**Extracted data**
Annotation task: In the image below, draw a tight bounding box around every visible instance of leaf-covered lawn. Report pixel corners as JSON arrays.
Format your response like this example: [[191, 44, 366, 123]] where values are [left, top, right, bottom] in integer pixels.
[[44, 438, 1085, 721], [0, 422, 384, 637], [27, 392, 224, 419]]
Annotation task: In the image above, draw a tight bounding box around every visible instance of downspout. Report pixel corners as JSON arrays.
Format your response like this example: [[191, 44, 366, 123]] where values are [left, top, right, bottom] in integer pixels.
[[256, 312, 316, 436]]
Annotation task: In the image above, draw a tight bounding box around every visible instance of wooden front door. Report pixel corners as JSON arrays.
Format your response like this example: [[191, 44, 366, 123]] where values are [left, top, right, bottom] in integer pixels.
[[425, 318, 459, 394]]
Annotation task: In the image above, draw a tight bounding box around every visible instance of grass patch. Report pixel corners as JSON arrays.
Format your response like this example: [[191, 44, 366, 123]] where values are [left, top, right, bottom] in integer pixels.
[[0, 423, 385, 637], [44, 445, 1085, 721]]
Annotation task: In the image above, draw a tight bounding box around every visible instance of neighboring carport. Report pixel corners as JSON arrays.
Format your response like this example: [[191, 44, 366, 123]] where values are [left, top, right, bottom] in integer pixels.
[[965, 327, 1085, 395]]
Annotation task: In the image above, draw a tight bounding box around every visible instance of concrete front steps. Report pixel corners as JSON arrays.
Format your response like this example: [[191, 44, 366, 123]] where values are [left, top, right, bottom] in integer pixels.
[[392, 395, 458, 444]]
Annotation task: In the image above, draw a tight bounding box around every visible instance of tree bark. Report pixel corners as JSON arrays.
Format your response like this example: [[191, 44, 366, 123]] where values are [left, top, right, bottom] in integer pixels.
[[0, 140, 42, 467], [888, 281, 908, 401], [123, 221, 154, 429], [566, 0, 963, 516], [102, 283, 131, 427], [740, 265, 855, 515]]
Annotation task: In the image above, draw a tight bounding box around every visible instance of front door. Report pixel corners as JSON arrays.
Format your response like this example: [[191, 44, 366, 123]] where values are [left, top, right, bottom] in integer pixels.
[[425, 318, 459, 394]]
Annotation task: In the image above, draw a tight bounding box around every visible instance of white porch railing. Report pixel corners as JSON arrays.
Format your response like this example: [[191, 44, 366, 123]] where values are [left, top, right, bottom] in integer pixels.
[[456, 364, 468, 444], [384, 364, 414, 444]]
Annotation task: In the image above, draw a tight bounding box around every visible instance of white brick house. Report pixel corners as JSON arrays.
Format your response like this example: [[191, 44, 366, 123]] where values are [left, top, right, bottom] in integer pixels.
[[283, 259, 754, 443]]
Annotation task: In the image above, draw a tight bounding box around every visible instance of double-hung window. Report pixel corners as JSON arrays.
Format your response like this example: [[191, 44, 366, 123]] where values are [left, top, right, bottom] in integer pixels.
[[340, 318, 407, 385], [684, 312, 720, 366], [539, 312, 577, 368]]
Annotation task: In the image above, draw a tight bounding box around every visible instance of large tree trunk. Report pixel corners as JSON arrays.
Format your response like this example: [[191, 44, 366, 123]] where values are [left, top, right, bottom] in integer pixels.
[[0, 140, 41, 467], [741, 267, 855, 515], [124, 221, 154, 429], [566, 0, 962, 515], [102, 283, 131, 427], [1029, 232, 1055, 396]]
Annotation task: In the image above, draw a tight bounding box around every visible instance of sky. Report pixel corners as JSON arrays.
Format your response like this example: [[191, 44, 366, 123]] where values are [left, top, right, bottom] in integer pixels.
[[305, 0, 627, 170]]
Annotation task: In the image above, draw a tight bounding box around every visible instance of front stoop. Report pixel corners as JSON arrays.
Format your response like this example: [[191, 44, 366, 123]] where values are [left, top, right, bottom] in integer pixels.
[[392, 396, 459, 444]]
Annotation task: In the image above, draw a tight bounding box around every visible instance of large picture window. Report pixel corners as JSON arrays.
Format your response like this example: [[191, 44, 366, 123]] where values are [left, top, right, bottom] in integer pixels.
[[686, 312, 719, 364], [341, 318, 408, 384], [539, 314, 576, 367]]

**Do this**
Copy out every line, from the line containing "trunk. Report pixel corners as JSON arrays." through the line containing "[[305, 0, 627, 170]]", inclusive, and shift each coordinate in the answers by adding 102. Leave all other text unchanged, and include only these lines.

**Answer to the problem**
Annotation task: In the image above, draw a tight bounding box around every visible instance of large tree trunk. Report pixel corners as JSON arrays.
Format your response like this example: [[191, 44, 366, 123]] where values are [left, top, right, bottom] in integer pixels.
[[102, 242, 143, 569], [843, 369, 957, 617], [226, 323, 256, 531], [668, 102, 1064, 617], [204, 385, 233, 529], [1131, 334, 1157, 498]]
Annotation task: In the image above, draw a tight bounding box around every visible instance of sky. Report pixel corners as JSON arrays.
Format your response like this example: [[191, 44, 366, 123]] where values are [left, top, right, bottom] in integer pixels.
[[407, 102, 729, 272]]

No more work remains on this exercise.